Top of Materials provided

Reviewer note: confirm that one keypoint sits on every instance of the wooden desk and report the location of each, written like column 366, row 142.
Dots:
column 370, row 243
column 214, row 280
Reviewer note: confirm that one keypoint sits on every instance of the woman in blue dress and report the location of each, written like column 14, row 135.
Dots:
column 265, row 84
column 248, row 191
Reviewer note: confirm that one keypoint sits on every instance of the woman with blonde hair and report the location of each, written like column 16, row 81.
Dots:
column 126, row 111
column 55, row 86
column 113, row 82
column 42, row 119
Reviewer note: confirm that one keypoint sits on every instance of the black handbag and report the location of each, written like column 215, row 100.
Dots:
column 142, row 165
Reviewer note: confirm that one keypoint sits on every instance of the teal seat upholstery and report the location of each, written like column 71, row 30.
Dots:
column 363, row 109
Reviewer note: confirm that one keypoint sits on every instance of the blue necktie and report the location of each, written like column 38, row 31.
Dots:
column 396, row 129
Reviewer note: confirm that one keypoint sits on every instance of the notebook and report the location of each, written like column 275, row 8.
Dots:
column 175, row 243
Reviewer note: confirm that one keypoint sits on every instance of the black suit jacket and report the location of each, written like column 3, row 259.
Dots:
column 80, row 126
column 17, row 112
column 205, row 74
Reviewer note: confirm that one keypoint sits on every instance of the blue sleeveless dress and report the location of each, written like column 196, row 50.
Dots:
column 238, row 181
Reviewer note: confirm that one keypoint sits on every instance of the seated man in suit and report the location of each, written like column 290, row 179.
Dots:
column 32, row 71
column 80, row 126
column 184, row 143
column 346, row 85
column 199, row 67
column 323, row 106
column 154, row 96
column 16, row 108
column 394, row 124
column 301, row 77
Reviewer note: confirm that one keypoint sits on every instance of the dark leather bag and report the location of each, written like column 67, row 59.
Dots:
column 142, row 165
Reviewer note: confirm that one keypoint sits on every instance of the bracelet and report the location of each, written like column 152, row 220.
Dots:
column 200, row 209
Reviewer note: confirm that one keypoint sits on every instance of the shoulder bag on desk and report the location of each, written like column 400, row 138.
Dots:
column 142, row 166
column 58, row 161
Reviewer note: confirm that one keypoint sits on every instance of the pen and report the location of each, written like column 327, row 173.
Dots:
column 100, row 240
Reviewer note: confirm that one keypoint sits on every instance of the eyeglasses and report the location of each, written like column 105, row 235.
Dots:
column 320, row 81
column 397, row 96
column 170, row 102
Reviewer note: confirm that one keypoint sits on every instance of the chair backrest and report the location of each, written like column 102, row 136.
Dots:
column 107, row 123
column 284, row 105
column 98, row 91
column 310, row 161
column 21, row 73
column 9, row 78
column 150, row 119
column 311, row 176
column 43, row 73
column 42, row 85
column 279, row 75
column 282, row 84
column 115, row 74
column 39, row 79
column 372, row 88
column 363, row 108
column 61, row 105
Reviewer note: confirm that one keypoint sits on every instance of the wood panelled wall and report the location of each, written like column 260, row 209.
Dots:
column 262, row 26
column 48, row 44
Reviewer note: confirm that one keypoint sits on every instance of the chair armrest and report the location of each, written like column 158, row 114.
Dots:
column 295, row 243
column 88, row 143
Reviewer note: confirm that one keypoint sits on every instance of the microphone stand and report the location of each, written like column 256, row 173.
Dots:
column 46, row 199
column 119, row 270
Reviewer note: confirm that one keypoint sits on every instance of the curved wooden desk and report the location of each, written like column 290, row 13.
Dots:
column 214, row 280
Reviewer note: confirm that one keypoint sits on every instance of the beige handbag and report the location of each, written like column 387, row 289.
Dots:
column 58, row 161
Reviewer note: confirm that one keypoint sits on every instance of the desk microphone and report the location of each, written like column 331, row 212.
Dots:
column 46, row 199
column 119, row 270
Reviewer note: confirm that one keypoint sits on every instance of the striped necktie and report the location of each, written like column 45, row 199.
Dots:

Bottom of Materials provided

-- What the exercise asks --
Every line in the data that holds the string "black" should be returned.

-- Result of this task --
Reviewer note: confirm that one keypoint sits on every instance of the black handbag and report the location of each, written like column 215, row 100.
Reviewer note: confirm that one keypoint sits on every instance of the black suit jacket and report the location of each, written like column 3, row 259.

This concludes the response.